**EXERCISE DIRECTIONS**:
Word for word, print every entry below.
○ ○ ○ ○ ○
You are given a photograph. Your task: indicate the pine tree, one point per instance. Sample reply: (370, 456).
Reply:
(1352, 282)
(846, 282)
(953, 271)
○ ○ ○ ○ ○
**RESPONSE TO THE TASK**:
You are given a photograph. Your task: indicate the pine tree, one point per instance. Sample reply: (370, 456).
Reply:
(1352, 282)
(846, 282)
(953, 271)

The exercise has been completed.